[Point annotation dataset records]
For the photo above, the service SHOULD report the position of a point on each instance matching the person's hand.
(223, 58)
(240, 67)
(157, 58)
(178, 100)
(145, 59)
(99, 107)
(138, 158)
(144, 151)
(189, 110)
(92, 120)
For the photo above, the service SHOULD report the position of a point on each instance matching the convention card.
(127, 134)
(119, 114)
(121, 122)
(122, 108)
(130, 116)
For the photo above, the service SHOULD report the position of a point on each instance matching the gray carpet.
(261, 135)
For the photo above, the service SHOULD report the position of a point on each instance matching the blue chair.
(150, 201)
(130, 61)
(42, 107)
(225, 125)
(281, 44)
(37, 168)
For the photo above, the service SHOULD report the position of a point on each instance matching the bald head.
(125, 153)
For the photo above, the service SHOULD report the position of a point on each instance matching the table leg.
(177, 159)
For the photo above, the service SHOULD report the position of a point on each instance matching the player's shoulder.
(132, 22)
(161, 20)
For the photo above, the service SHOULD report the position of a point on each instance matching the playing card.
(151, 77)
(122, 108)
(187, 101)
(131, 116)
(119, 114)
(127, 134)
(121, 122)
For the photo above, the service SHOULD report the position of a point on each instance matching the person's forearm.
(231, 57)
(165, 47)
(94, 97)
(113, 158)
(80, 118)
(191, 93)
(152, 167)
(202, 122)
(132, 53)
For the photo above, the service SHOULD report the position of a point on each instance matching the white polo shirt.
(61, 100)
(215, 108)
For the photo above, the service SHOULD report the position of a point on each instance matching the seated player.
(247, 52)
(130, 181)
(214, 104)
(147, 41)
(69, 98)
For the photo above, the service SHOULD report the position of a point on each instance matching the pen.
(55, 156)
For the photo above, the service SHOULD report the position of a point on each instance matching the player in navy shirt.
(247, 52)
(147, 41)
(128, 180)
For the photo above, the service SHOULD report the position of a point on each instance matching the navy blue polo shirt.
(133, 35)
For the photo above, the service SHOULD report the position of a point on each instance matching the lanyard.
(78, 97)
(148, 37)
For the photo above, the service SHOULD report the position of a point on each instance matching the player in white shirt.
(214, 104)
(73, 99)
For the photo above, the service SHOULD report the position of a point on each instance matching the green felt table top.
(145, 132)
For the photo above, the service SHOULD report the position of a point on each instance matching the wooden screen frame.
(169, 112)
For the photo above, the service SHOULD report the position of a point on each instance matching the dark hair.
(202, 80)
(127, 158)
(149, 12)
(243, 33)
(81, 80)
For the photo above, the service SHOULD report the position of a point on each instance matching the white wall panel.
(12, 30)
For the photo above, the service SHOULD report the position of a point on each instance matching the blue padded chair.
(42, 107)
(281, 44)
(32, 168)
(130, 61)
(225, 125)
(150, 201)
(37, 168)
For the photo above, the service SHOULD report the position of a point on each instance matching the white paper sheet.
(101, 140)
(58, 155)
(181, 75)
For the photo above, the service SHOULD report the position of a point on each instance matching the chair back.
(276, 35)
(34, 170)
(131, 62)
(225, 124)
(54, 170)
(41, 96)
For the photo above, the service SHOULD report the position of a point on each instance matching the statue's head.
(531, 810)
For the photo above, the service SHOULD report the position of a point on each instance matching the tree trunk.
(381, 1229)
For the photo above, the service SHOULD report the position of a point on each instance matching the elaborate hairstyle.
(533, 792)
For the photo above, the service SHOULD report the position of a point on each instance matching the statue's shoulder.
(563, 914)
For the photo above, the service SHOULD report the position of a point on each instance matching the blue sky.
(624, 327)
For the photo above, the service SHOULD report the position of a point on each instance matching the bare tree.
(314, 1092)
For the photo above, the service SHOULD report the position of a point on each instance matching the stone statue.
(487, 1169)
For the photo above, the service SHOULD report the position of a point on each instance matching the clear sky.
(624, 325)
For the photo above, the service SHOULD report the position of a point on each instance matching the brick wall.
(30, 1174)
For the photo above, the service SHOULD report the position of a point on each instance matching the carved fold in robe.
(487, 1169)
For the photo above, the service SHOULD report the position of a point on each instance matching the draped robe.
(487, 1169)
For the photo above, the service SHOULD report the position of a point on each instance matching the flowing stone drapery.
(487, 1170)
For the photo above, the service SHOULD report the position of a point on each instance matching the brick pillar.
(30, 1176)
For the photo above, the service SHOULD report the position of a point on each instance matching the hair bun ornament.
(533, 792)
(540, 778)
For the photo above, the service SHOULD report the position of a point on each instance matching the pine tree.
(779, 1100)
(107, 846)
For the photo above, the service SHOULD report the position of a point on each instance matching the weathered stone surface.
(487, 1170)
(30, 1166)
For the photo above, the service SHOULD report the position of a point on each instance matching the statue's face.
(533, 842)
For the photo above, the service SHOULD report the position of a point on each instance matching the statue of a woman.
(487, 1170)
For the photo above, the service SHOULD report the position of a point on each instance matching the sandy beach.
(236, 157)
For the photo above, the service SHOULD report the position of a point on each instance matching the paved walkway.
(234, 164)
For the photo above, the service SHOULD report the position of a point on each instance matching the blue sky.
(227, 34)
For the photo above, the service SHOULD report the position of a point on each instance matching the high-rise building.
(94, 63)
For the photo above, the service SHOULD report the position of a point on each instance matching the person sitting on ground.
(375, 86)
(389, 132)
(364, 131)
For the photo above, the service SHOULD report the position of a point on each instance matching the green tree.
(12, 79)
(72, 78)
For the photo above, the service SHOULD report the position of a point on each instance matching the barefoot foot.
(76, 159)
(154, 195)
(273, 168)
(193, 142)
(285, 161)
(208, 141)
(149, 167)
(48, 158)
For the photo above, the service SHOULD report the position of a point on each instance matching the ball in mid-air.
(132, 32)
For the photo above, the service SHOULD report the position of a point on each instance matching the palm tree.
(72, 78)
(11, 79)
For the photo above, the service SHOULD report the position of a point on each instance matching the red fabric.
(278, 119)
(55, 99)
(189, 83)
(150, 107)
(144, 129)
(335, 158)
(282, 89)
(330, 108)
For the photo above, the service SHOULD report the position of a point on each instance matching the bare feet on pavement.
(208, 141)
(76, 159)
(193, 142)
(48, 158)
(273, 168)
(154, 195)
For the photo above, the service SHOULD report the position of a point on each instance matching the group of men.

(Set exercise):
Rewrite all of the records above as a numbered list, leaving out any blank lines.

(Result):
1. For the photo above, the service SHOULD report the position of a point on each instance matching the person's hand.
2. (223, 58)
3. (240, 67)
4. (157, 58)
5. (178, 100)
6. (145, 59)
7. (99, 107)
8. (138, 158)
9. (144, 151)
10. (189, 110)
11. (92, 120)
12. For the photo above, the service SHOULD report the position of a point on each instance matching the convention card.
13. (127, 134)
14. (119, 114)
15. (121, 122)
16. (122, 108)
17. (130, 116)
18. For the photo above, the service SHOULD report the position of a point on each instance matching the gray carpet.
19. (261, 135)
20. For the photo above, the service SHOULD report the position of a point on each instance matching the blue chair.
21. (150, 201)
22. (130, 61)
23. (42, 107)
24. (225, 125)
25. (281, 44)
26. (37, 168)
27. For the photo above, the service SHOULD report the position of a point on each instance matching the bald head.
28. (125, 153)
29. For the photo above, the service SHOULD report the position of a point on each instance matching the table leg.
30. (177, 159)
31. For the photo above, the service SHOULD report the position of a point on each instance matching the player's shoulder.
32. (132, 22)
33. (161, 20)
34. For the photo above, the service SHOULD report the position of a point on each instance matching the playing card.
35. (151, 77)
36. (122, 108)
37. (187, 101)
38. (131, 116)
39. (119, 114)
40. (127, 134)
41. (121, 122)
42. For the photo above, the service SHOULD report the position of a point on each instance matching the person's forearm.
43. (231, 57)
44. (165, 47)
45. (94, 97)
46. (113, 158)
47. (80, 118)
48. (191, 93)
49. (152, 167)
50. (202, 122)
51. (132, 53)
52. For the photo above, the service SHOULD report the position of a point on each instance matching the white polo shirt.
53. (61, 100)
54. (215, 108)
55. For the photo above, the service SHOULD report the position of a point on each instance matching the seated player.
56. (247, 52)
57. (130, 181)
58. (214, 104)
59. (147, 41)
60. (69, 98)
61. For the photo above, the service SHOULD report the position of a point on each instance matching the pen.
62. (55, 156)
63. For the photo above, the service SHOULD report the position of a point on each instance matching the player in navy shirt.
64. (247, 52)
65. (147, 41)
66. (128, 180)
67. For the photo above, the service SHOULD report the position of a point on each instance matching the navy blue polo shirt.
68. (133, 35)
69. For the photo above, the service SHOULD report the position of a point on each instance matching the lanyard.
70. (78, 97)
71. (148, 37)
72. For the photo above, the service SHOULD report the position of a point on each instance matching the player in white shirt.
73. (214, 104)
74. (73, 99)
75. For the photo above, the service SHOULD report the position of a point on each instance matching the green felt table top.
76. (145, 132)
77. For the photo above, the service SHOULD report the position of a point on each instance matching the wooden screen frame.
78. (169, 112)
79. For the photo above, the service SHOULD report the position of a point on each instance matching the dark hair.
80. (202, 80)
81. (127, 158)
82. (149, 12)
83. (243, 33)
84. (81, 80)
85. For the photo above, the service SHOULD report the position of a point on each instance matching the white wall panel.
86. (12, 30)
87. For the photo above, the service SHOULD report the position of a point on each instance matching the blue padded chair.
88. (42, 107)
89. (281, 44)
90. (32, 168)
91. (130, 61)
92. (225, 125)
93. (150, 201)
94. (37, 168)
95. For the photo above, the service SHOULD report the position of a point on each instance matching the white paper sheet.
96. (101, 140)
97. (58, 155)
98. (181, 75)
99. For the photo above, the service SHOULD report the position of a point on each instance matching the chair back.
100. (276, 35)
101. (34, 170)
102. (131, 62)
103. (225, 124)
104. (54, 170)
105. (41, 96)
106. For the photo above, the service SHOULD report the position of a point on each instance matching the statue's head.
107. (531, 810)
108. For the photo above, the service SHOULD report the position of a point on each instance matching the tree trunk.
109. (381, 1229)
110. For the photo above, the service SHOULD report the position of a point on each instance matching the elaborate hairstyle.
111. (533, 792)
112. For the photo above, the service SHOULD report the position of a point on each instance matching the statue's shoulder.
113. (563, 914)
114. For the photo above, the service SHOULD report the position of a point on each instance matching the blue sky.
115. (624, 327)
116. For the photo above, the service SHOULD report the position of a point on each instance matching the bare tree.
117. (314, 1092)
118. For the photo above, the service SHOULD report the position of a point on each instance matching the stone statue.
119. (487, 1169)
120. For the photo above, the service SHOULD report the position of a point on each instance matching the clear sky.
121. (624, 325)
122. For the photo above, the service SHOULD report the position of a point on each instance matching the brick wall.
123. (30, 1174)
124. For the photo above, the service SHOULD report the position of a point on each instance matching the carved fold in robe.
125. (487, 1169)
126. For the photo above, the service SHOULD report the position of a point on each instance matching the draped robe.
127. (487, 1169)
128. For the photo above, the service SHOULD report the position of a point on each instance matching the flowing stone drapery.
129. (487, 1170)
130. For the photo above, the service SHOULD report the position of a point on each instance matching the brick pillar.
131. (30, 1176)
132. For the photo above, the service SHOULD report the position of a point on each instance matching the hair bun ornament.
133. (533, 792)
134. (540, 778)
135. For the photo above, the service SHOULD report the position of a point on each instance matching the pine tree.
136. (779, 1100)
137. (107, 846)
138. For the photo above, the service SHOULD report the position of a point on each instance matching the weathered stone surface.
139. (487, 1170)
140. (30, 1166)
141. For the photo above, the service SHOULD report the position of a point on each instance matching the statue's face.
142. (533, 842)
143. For the photo above, the service SHOULD report the position of a point on each instance matching the statue of a woman.
144. (487, 1170)
145. For the photo above, the service SHOULD report the position of a point on each instance matching the sandy beach.
146. (236, 157)
147. For the photo above, the service SHOULD report the position of a point on each instance matching the paved walkway.
148. (234, 164)
149. For the photo above, the service SHOULD report the position of a point on each instance matching the blue sky.
150. (227, 34)
151. For the photo above, the service SHOULD report the position of a point on each instance matching the high-rise building.
152. (94, 63)
153. For the photo above, the service SHOULD report the position of a point on each instance matching the person sitting on ground.
154. (375, 86)
155. (389, 132)
156. (364, 131)
157. For the photo above, the service SHOULD report the position of a point on each instance matching the green tree.
158. (12, 79)
159. (72, 78)
160. For the photo above, the service SHOULD report the position of a point on each instance matching the barefoot foot.
161. (76, 159)
162. (154, 195)
163. (273, 168)
164. (193, 142)
165. (285, 161)
166. (208, 141)
167. (149, 167)
168. (48, 158)
169. For the photo above, the service SHOULD report the position of a point on each instance matching the ball in mid-air.
170. (132, 32)
171. For the photo above, the service SHOULD report the position of a point on each instance matching the palm tree.
172. (72, 78)
173. (11, 79)
174. For the photo above, the service SHOULD report the position of a point on each instance matching the red fabric.
175. (278, 119)
176. (55, 99)
177. (189, 83)
178. (150, 107)
179. (144, 129)
180. (335, 158)
181. (282, 89)
182. (330, 108)
183. For the photo above, the service SHOULD report the position of a point on each instance matching the bare feet on pavement.
184. (208, 141)
185. (76, 159)
186. (193, 142)
187. (48, 158)
188. (273, 168)
189. (154, 195)
190. For the photo above, the service SHOULD report the position of a point on each instance matching the group of men.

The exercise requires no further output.